* begin EXTRACT *
My Letter to God
Wednesday, May 30, 12
Jehovah Elyon
The God Almighty
No. 1 Golden Street
Upper Chambers,
Heaven
Good morning Jehovah
Elyon,
Request for data on pertinent life issues
I know that this letter
finds you alive and at work in my life, doing many things that I very often
don't know and understand. In reference
to our last conversation, I am by this letter formally requesting for some
comprehensive information on the under listed issues regarding my life:
Where am I going?
Dear Lord, the question
of where I’ve come from and where I am, are ones that I can readily
answer. I don’t even have to do a
SWOT. The question of where I’m headed
to is the one that plagues me most.
Given that most of my life plans hardly even go as planned, I am really
in desperate need of information regarding the direction I’m headed in. Should I continue in this ministry? Are my methodologies and decisions as a wife
leading where you expect me to go? Am I
making the right choices as a mother for my kids? Should I keep all my current friends
around? The list is quite endless. I will really appreciate some further
information that will help guide my life choices even as I go…
Why do bad things happen to good people?
Lord, the above
question is one that bugs me and begs to be answered. I’ve tried to get the answer from some of the
wise people you place here on earth but I’m yet to get a satisfactory one. I know of great people who have served you
and dedicated themselves to your work and although your word says that the righteous will enjoy the fruits of their
deeds, some of these people have had great misfortunes in life. Is there an ultimate lesson? Are they supposed to only enjoy in heaven?
Will you multiply their gains after their troubles, like in the case of Job? Will they only enjoy their benefits in
Heaven? Some insight here will be
extremely helpful.
What’s my purpose?
* end EXTRACT *
-- THE TASK --
Update the passage of the letter that opens with the words containing "Will you multiply" and closes with "What’s my purpose?", changing "extremely helpful" to "most valuable".
* begin SUPPLIED INFORMATION *
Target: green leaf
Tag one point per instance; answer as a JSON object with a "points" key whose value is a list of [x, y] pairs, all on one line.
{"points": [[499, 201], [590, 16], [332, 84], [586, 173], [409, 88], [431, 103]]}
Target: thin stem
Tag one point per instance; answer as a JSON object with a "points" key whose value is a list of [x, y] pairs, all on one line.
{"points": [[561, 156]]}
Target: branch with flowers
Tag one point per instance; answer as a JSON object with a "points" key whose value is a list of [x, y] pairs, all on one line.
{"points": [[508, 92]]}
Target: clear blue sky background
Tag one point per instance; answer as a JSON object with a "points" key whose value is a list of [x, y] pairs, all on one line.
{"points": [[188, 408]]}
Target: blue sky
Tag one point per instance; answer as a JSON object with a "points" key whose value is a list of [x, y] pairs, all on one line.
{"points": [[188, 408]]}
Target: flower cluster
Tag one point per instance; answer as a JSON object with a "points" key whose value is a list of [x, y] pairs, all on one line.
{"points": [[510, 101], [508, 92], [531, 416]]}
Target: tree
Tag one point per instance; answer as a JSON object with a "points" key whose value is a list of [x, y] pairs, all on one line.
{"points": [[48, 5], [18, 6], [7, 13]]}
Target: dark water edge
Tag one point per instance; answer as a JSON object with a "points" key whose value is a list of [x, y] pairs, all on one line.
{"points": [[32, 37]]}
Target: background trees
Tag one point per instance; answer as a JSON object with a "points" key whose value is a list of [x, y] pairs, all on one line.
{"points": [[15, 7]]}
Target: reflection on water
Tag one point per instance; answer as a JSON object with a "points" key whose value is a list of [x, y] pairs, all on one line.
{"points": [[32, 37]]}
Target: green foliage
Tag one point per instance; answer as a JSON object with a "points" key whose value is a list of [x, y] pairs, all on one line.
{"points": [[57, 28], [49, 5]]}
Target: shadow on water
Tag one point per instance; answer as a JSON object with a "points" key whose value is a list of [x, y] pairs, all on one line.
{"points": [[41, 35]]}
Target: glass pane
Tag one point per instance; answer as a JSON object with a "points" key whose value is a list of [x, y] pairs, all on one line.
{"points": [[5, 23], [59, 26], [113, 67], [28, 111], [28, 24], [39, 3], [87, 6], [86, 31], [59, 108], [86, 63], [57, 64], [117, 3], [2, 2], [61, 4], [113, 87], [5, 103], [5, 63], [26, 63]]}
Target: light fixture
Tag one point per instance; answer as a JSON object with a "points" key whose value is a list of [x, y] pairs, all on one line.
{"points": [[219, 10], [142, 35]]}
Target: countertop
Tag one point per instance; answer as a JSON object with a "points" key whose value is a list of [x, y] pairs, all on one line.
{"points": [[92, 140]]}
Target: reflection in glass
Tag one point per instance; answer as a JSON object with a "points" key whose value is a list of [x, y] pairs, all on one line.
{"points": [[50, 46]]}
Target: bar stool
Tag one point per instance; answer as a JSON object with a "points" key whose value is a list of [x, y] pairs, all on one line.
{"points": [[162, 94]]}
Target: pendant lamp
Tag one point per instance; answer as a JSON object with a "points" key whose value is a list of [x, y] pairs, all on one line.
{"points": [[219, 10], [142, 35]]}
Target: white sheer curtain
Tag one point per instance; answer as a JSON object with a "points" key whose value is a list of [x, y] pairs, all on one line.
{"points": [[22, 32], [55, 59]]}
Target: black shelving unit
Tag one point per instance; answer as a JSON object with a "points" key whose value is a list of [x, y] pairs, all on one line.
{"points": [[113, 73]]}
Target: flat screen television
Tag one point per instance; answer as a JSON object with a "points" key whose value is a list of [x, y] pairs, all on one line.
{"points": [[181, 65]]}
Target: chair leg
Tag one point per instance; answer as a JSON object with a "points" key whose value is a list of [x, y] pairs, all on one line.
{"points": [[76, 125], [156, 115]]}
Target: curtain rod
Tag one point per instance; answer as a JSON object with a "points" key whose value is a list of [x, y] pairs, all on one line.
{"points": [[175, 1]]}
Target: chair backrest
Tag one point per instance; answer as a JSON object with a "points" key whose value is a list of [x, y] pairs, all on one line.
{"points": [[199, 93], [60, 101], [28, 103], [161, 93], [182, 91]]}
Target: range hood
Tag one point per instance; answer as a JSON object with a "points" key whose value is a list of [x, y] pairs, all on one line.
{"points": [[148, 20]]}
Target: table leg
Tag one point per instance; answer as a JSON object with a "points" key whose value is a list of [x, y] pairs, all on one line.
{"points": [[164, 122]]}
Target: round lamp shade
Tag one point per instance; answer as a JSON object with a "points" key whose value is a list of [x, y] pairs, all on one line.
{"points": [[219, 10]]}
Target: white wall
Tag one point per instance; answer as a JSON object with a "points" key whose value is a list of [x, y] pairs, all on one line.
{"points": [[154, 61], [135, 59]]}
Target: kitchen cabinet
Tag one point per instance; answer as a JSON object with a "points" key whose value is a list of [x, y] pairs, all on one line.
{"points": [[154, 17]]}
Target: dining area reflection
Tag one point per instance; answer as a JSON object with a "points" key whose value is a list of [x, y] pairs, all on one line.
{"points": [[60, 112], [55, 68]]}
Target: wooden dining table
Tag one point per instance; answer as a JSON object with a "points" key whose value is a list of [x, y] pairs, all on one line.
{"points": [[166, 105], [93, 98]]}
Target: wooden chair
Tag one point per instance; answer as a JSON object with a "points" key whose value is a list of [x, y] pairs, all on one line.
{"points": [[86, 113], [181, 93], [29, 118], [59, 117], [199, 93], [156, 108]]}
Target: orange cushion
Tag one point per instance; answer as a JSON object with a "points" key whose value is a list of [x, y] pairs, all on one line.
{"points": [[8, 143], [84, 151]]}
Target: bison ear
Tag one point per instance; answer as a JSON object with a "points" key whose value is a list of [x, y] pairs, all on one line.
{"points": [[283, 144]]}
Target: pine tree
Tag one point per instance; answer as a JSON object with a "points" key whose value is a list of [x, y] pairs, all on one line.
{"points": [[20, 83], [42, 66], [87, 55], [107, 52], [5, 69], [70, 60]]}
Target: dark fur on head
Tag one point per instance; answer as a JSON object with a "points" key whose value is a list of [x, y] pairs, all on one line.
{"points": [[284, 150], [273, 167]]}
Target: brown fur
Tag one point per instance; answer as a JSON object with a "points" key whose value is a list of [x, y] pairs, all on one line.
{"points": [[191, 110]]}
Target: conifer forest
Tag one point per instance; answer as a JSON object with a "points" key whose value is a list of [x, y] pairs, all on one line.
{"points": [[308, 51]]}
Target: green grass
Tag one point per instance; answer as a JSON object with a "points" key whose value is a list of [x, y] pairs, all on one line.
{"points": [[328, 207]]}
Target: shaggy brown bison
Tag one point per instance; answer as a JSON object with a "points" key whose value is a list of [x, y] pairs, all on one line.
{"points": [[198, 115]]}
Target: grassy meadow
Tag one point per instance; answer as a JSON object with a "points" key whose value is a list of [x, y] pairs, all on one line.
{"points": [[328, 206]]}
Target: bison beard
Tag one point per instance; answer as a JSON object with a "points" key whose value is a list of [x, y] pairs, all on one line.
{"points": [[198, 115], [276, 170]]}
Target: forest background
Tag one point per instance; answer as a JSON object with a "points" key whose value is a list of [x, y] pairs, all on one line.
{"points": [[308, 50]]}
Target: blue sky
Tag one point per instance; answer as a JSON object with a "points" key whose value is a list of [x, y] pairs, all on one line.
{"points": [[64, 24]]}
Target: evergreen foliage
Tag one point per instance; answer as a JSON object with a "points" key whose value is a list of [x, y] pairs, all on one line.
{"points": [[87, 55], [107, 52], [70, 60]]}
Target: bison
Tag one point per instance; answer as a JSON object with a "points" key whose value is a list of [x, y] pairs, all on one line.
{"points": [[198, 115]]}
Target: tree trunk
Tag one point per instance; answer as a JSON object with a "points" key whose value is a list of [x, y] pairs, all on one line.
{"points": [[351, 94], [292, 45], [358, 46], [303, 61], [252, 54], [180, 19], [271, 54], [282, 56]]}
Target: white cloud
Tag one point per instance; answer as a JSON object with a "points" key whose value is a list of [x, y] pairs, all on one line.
* end SUPPLIED INFORMATION *
-- OUTPUT BELOW --
Will you multiply their gains after their troubles, like in the case of Job? Will they only enjoy their benefits in
Heaven? Some insight here will be
most valuable.
What’s my purpose?